What to work on: Pictures aside, write every record out again word for word.

Image-backed grounding data:
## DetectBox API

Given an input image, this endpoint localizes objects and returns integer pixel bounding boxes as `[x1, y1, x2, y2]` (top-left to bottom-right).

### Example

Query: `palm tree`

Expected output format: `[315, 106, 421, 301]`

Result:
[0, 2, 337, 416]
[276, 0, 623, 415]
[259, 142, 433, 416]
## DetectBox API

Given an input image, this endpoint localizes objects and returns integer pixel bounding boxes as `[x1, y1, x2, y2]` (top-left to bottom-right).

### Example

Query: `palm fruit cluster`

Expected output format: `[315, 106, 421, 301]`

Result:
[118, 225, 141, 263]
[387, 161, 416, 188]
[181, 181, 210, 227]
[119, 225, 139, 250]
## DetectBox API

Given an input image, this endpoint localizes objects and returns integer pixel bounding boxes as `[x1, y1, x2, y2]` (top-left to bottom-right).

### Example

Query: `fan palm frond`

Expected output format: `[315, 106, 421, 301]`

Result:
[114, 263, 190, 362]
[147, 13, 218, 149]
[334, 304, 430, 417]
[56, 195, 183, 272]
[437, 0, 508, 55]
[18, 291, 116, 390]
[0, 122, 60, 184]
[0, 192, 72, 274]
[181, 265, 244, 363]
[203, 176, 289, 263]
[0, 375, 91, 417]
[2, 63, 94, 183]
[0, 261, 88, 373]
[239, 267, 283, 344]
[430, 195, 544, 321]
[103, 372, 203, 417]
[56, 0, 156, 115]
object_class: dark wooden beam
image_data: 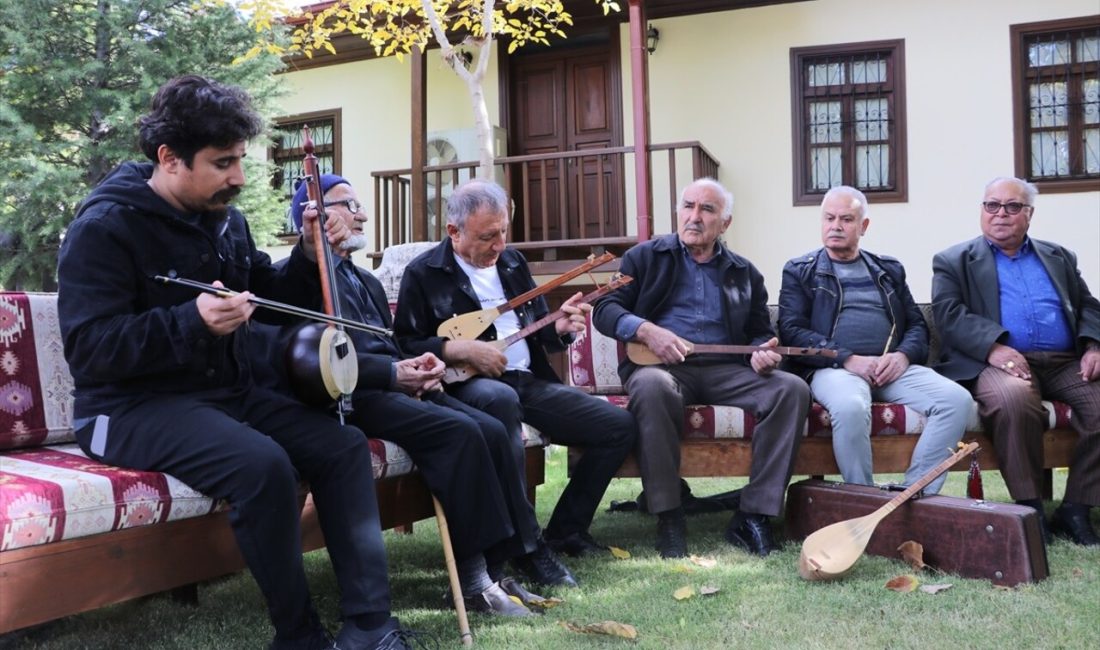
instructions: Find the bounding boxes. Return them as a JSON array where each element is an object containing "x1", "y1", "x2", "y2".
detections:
[{"x1": 411, "y1": 47, "x2": 427, "y2": 242}]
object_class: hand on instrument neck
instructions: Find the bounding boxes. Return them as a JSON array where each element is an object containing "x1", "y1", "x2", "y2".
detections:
[{"x1": 299, "y1": 204, "x2": 353, "y2": 263}]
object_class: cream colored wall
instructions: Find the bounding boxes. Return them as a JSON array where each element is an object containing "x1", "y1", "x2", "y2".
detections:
[
  {"x1": 267, "y1": 50, "x2": 502, "y2": 264},
  {"x1": 630, "y1": 0, "x2": 1100, "y2": 301}
]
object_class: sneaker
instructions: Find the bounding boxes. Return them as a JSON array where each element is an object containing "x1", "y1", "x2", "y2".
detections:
[
  {"x1": 335, "y1": 616, "x2": 437, "y2": 649},
  {"x1": 511, "y1": 540, "x2": 579, "y2": 587}
]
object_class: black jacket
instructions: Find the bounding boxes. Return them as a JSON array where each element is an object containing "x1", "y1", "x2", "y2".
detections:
[
  {"x1": 591, "y1": 234, "x2": 776, "y2": 383},
  {"x1": 392, "y1": 238, "x2": 569, "y2": 383},
  {"x1": 777, "y1": 247, "x2": 928, "y2": 380},
  {"x1": 58, "y1": 162, "x2": 320, "y2": 418}
]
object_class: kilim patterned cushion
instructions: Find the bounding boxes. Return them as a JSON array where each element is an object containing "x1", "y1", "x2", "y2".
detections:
[
  {"x1": 0, "y1": 291, "x2": 544, "y2": 552},
  {"x1": 568, "y1": 312, "x2": 1073, "y2": 440}
]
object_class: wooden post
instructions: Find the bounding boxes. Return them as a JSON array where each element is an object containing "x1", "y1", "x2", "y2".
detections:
[
  {"x1": 627, "y1": 0, "x2": 653, "y2": 241},
  {"x1": 411, "y1": 46, "x2": 428, "y2": 243}
]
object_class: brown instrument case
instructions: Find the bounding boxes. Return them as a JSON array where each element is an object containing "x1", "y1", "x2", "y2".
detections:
[{"x1": 785, "y1": 479, "x2": 1048, "y2": 586}]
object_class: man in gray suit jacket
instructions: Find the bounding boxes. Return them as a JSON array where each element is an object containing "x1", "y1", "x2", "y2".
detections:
[{"x1": 932, "y1": 176, "x2": 1100, "y2": 546}]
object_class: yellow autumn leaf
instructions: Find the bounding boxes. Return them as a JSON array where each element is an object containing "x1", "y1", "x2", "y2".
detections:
[
  {"x1": 609, "y1": 546, "x2": 631, "y2": 559},
  {"x1": 560, "y1": 620, "x2": 638, "y2": 640},
  {"x1": 527, "y1": 596, "x2": 564, "y2": 610},
  {"x1": 885, "y1": 574, "x2": 920, "y2": 593},
  {"x1": 897, "y1": 540, "x2": 926, "y2": 570},
  {"x1": 700, "y1": 585, "x2": 721, "y2": 596},
  {"x1": 508, "y1": 594, "x2": 524, "y2": 606},
  {"x1": 673, "y1": 585, "x2": 695, "y2": 601},
  {"x1": 689, "y1": 555, "x2": 717, "y2": 568}
]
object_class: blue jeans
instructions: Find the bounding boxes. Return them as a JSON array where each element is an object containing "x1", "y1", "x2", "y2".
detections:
[{"x1": 811, "y1": 364, "x2": 971, "y2": 494}]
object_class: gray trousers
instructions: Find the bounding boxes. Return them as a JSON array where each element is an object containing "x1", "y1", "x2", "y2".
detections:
[
  {"x1": 810, "y1": 365, "x2": 971, "y2": 494},
  {"x1": 624, "y1": 360, "x2": 811, "y2": 517}
]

Result of this task:
## DetectBox API

Given an input image, this endpoint localizes objects and returns integer pixel bounding boxes as `[x1, y1, x2, y2]` (top-left to bottom-right).

### Example

Query: `palm tree`

Expected output format: `[315, 106, 421, 301]`

Result:
[0, 2, 337, 416]
[276, 0, 623, 415]
[259, 142, 433, 416]
## DetectBox API

Given an input image, this endpoint localizes objects and returns integer pixel bounding boxes as `[x1, y1, x2, y2]` (top-left to bottom-right).

### Example

Query: `palm fruit cluster`

Expected output format: `[315, 106, 421, 301]`

Result:
[118, 225, 141, 263]
[387, 161, 416, 188]
[181, 181, 210, 227]
[119, 225, 139, 250]
## DetectBox API

Given an input image, this endpoint localizes objects and returns integer pixel bounding boxes as `[x1, y1, x2, y2]` (top-left to bottom-right).

### Example

Query: `fan palm frond`

Expected output format: `[315, 106, 421, 301]`

Result:
[114, 263, 190, 362]
[147, 13, 218, 149]
[334, 304, 430, 417]
[56, 195, 183, 272]
[437, 0, 508, 55]
[18, 291, 116, 390]
[0, 122, 60, 184]
[0, 192, 72, 274]
[181, 265, 244, 363]
[203, 176, 289, 263]
[0, 375, 91, 417]
[2, 63, 94, 183]
[0, 261, 88, 373]
[239, 267, 283, 344]
[430, 195, 544, 321]
[103, 372, 203, 417]
[56, 0, 156, 115]
object_class: dark wooden beam
image_data: 
instructions: Find the bounding boxes. Return them as a JSON array where each element is an object containing "x1", "y1", "x2", "y2".
detections:
[{"x1": 411, "y1": 47, "x2": 427, "y2": 242}]
object_class: hand on instrument neck
instructions: Find the bounding boxes. Return them as a JSON array where each element is an object containing "x1", "y1", "x2", "y2".
detections:
[{"x1": 299, "y1": 204, "x2": 353, "y2": 263}]
object_class: cream colored wall
instructions: Find the bounding boxes. Return them as a JSON array where each element is an object containing "x1", "y1", "x2", "y2".
detections:
[
  {"x1": 267, "y1": 50, "x2": 502, "y2": 264},
  {"x1": 630, "y1": 0, "x2": 1100, "y2": 301}
]
object_class: sneaker
instructions: Find the bounding boxes. Return them as a JSON array where each element is an object containing "x1", "y1", "x2", "y2".
detections:
[
  {"x1": 335, "y1": 616, "x2": 437, "y2": 649},
  {"x1": 511, "y1": 540, "x2": 579, "y2": 587}
]
object_class: black jacket
instructions: Find the bounding boxes. Return them as a JSON array where each element is an object containing "x1", "y1", "x2", "y2".
detections:
[
  {"x1": 591, "y1": 234, "x2": 776, "y2": 383},
  {"x1": 392, "y1": 238, "x2": 569, "y2": 383},
  {"x1": 777, "y1": 247, "x2": 928, "y2": 380},
  {"x1": 58, "y1": 162, "x2": 320, "y2": 418}
]
object_class: kilim patterned cushion
instructions: Find the bounding boxes. Return them as a JSON array where each element is an object containing "x1", "y1", "x2", "y2".
detections:
[
  {"x1": 0, "y1": 291, "x2": 544, "y2": 552},
  {"x1": 568, "y1": 312, "x2": 1073, "y2": 440}
]
object_class: wooden post
instructions: Find the bounding boxes. Return them as a JSON array where each element is an object containing "x1", "y1", "x2", "y2".
detections:
[
  {"x1": 627, "y1": 0, "x2": 653, "y2": 241},
  {"x1": 411, "y1": 46, "x2": 428, "y2": 243}
]
object_class: brown instrument case
instructions: Find the bounding boxes. Return them as a JSON array where each element is an object containing "x1", "y1", "x2", "y2".
detections:
[{"x1": 785, "y1": 479, "x2": 1048, "y2": 586}]
object_class: man in gray suit jacket
instructions: Find the bounding boxes. Return them as a JSON array where each element is an object containing "x1", "y1", "x2", "y2".
detections:
[{"x1": 932, "y1": 176, "x2": 1100, "y2": 546}]
object_class: yellow autumn leaf
instructions: Find the bounding boxes. Return them as a JSON array where each element is an object containing "x1", "y1", "x2", "y2".
detections:
[
  {"x1": 609, "y1": 546, "x2": 631, "y2": 559},
  {"x1": 560, "y1": 620, "x2": 638, "y2": 640},
  {"x1": 527, "y1": 596, "x2": 564, "y2": 610},
  {"x1": 885, "y1": 574, "x2": 920, "y2": 593},
  {"x1": 897, "y1": 540, "x2": 926, "y2": 570},
  {"x1": 700, "y1": 585, "x2": 721, "y2": 596},
  {"x1": 508, "y1": 594, "x2": 524, "y2": 606},
  {"x1": 673, "y1": 585, "x2": 695, "y2": 601},
  {"x1": 689, "y1": 555, "x2": 717, "y2": 568}
]
object_class: blue jeans
instructions: Find the bounding boxes. Return them as a JSON array where each element is an object containing "x1", "y1", "x2", "y2".
detections:
[{"x1": 811, "y1": 364, "x2": 971, "y2": 494}]
object_class: gray trousers
instructions: Find the bounding boxes. Return them as a JSON array where each element is an object containing "x1", "y1", "x2", "y2".
detections:
[
  {"x1": 810, "y1": 365, "x2": 971, "y2": 494},
  {"x1": 624, "y1": 360, "x2": 811, "y2": 517}
]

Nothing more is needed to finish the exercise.